Your objective: Revise the records below, swapping each occurrence of "top-left corner" for "upper-left corner" and keeping every other part the same.

(Records of named region outlines)
• • • •
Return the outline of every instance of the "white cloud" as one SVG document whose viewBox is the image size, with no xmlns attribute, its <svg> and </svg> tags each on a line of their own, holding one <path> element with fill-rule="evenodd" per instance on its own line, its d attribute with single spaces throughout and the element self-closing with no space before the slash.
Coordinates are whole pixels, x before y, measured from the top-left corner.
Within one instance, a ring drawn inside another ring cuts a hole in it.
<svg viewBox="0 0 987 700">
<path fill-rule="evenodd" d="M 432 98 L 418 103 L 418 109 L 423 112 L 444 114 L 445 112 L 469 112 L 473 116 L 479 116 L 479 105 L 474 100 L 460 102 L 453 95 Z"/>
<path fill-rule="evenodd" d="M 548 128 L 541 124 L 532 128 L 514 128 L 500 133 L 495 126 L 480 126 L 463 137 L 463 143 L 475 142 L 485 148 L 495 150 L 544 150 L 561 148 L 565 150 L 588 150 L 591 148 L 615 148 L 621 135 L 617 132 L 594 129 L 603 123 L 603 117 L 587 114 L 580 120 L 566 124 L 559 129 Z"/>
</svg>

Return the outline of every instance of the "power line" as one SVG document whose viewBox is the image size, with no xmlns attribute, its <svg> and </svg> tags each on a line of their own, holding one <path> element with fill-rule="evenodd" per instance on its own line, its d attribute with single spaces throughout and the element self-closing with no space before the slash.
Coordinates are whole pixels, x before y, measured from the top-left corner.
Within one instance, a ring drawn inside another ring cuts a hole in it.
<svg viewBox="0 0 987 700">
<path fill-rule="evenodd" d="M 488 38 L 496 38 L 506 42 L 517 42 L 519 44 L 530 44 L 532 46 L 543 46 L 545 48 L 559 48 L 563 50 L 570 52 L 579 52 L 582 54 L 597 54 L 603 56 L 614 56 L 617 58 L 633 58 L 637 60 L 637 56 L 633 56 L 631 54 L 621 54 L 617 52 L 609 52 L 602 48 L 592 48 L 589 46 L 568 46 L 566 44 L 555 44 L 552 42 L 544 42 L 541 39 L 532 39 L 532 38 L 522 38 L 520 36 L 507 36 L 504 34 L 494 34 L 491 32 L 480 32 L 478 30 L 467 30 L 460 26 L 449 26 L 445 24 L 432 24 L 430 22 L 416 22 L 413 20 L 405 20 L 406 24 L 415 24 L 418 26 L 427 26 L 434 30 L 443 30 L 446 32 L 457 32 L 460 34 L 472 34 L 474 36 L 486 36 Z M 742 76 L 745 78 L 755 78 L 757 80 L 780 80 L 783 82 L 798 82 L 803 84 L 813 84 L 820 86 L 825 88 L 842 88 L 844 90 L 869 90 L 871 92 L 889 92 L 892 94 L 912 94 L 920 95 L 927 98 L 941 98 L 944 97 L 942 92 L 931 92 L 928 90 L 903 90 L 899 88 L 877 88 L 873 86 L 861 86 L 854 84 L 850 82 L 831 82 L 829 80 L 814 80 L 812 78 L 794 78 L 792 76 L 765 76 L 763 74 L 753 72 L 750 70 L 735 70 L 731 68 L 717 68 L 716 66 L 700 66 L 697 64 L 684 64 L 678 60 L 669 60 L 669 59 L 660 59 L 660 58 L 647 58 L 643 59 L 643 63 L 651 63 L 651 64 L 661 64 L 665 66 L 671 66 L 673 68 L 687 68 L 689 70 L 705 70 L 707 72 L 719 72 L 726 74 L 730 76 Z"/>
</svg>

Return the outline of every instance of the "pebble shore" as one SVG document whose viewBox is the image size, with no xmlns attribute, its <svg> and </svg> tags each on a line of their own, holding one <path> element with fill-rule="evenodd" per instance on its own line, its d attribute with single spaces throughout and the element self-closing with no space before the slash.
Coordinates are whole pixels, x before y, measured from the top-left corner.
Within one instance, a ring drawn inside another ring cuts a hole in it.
• • • •
Solution for this task:
Return the outline of every instance of the "white cloud" as one SVG document whose viewBox is the image size, with no xmlns attribute, its <svg> and </svg> tags each on a line of their own, holding one <path> element with fill-rule="evenodd" per instance on its own line, its d attribute with single spaces throughout and the element self-closing with no space before the slash.
Coordinates are whole pixels, x before y, measured from the upper-left corner.
Within one instance, a ring drawn inside another ring cuts a hole in it.
<svg viewBox="0 0 987 700">
<path fill-rule="evenodd" d="M 432 98 L 418 103 L 418 109 L 423 112 L 444 114 L 445 112 L 469 112 L 473 116 L 479 116 L 479 105 L 474 100 L 460 102 L 453 95 Z"/>
<path fill-rule="evenodd" d="M 548 128 L 541 124 L 532 128 L 514 128 L 500 133 L 495 126 L 480 126 L 463 137 L 463 143 L 475 142 L 485 148 L 495 150 L 544 150 L 561 148 L 565 150 L 588 150 L 591 148 L 615 148 L 621 135 L 617 132 L 594 129 L 603 123 L 603 117 L 587 114 L 580 120 L 566 124 L 559 129 Z"/>
</svg>

Return the outline of every instance of the "power line" as one SVG document whose viewBox is the image size, with no xmlns attribute, its <svg> and </svg> tags each on a line of their own, holding one <path> element with fill-rule="evenodd" per instance on its own line, its d attribute with single spaces throughout and the element self-closing with no space before the slash.
Coordinates are whole pixels, x before y, measured from the upper-left corner.
Within one instance, a ring drawn inside another ring cuts a hole in it.
<svg viewBox="0 0 987 700">
<path fill-rule="evenodd" d="M 488 38 L 496 38 L 506 42 L 517 42 L 519 44 L 530 44 L 532 46 L 543 46 L 545 48 L 559 48 L 563 50 L 570 52 L 579 52 L 582 54 L 597 54 L 603 56 L 614 56 L 617 58 L 633 58 L 637 60 L 637 56 L 633 56 L 631 54 L 621 54 L 617 52 L 609 52 L 602 48 L 592 48 L 589 46 L 568 46 L 566 44 L 555 44 L 552 42 L 544 42 L 541 39 L 532 39 L 532 38 L 522 38 L 520 36 L 507 36 L 504 34 L 494 34 L 491 32 L 480 32 L 478 30 L 467 30 L 460 26 L 449 26 L 445 24 L 432 24 L 430 22 L 416 22 L 413 20 L 405 20 L 406 24 L 415 24 L 418 26 L 427 26 L 434 30 L 443 30 L 446 32 L 457 32 L 460 34 L 472 34 L 474 36 L 486 36 Z M 742 76 L 745 78 L 755 78 L 757 80 L 780 80 L 783 82 L 798 82 L 803 84 L 813 84 L 820 86 L 825 88 L 842 88 L 844 90 L 869 90 L 871 92 L 889 92 L 892 94 L 912 94 L 920 95 L 927 98 L 941 98 L 944 97 L 942 92 L 931 92 L 928 90 L 903 90 L 899 88 L 877 88 L 873 86 L 861 86 L 854 84 L 850 82 L 831 82 L 829 80 L 814 80 L 812 78 L 794 78 L 792 76 L 765 76 L 763 74 L 753 72 L 750 70 L 735 70 L 731 68 L 717 68 L 716 66 L 700 66 L 697 64 L 684 64 L 678 60 L 669 60 L 669 59 L 660 59 L 660 58 L 647 58 L 643 59 L 643 63 L 651 63 L 651 64 L 661 64 L 665 66 L 671 66 L 673 68 L 687 68 L 689 70 L 705 70 L 707 72 L 719 72 L 726 74 L 730 76 Z"/>
</svg>

Return the outline of every instance of the "pebble shore" as one SVG document whose viewBox is the image size, with no xmlns attribute, its <svg> and </svg> tags each on a line of their own, holding one <path> element with fill-rule="evenodd" per instance on its own line, its d attribute with single spaces throughout and the element self-closing with no space before the slash.
Coordinates are whole pixels, x before y, measured from the upper-left corner.
Within one instance, a ring drawn inside another ring cuts a hole in it.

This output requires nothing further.